WORK TO DO - Filter the listing below, keeping every line that contains the string "overwater". Matching is case-sensitive.

INPUT FOR THIS TASK -
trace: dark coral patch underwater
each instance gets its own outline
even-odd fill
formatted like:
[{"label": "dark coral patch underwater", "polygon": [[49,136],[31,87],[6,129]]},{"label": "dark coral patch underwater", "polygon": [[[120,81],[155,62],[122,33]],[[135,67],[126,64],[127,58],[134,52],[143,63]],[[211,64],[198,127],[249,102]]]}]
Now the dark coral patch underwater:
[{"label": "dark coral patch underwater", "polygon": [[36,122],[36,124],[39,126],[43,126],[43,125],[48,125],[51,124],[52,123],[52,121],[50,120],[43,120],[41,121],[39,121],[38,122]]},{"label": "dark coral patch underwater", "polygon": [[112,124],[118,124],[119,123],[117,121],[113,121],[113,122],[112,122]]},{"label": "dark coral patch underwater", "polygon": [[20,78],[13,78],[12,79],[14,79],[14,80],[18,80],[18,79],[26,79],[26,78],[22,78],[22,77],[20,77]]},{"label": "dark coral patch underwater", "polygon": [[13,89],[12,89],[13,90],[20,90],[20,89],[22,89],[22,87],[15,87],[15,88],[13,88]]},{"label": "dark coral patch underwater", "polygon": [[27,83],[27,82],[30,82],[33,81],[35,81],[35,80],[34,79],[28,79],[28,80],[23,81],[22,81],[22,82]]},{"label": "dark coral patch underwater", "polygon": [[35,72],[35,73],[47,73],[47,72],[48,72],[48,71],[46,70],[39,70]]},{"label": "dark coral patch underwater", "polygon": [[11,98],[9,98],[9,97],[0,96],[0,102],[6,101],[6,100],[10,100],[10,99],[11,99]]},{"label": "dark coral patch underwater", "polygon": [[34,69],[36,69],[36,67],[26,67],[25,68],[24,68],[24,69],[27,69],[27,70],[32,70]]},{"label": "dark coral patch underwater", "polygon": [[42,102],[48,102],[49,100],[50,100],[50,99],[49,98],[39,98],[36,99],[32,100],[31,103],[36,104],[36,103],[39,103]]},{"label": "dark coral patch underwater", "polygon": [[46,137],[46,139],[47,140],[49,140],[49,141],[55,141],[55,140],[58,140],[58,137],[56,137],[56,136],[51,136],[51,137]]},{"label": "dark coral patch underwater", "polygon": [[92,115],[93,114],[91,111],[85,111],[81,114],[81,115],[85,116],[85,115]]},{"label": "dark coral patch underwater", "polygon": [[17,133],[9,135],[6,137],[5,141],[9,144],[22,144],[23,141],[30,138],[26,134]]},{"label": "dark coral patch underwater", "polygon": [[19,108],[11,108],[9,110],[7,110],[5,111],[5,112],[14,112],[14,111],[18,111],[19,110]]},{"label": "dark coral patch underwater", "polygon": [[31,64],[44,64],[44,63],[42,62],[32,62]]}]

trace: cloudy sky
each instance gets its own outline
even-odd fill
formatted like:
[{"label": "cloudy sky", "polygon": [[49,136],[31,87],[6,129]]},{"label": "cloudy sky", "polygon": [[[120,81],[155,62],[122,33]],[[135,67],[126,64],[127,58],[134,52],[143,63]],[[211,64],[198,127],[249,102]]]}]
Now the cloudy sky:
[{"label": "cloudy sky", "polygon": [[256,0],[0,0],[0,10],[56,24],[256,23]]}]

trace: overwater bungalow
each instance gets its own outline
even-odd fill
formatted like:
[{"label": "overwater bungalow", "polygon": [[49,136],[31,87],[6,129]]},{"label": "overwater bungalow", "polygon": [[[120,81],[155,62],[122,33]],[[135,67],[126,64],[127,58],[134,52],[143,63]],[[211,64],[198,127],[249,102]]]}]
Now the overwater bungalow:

ANSWER -
trace: overwater bungalow
[{"label": "overwater bungalow", "polygon": [[49,136],[31,87],[6,129]]},{"label": "overwater bungalow", "polygon": [[[120,81],[155,62],[122,33]],[[135,67],[126,64],[127,58],[134,52],[143,63]],[[211,64],[198,127],[249,102]]]}]
Now the overwater bungalow:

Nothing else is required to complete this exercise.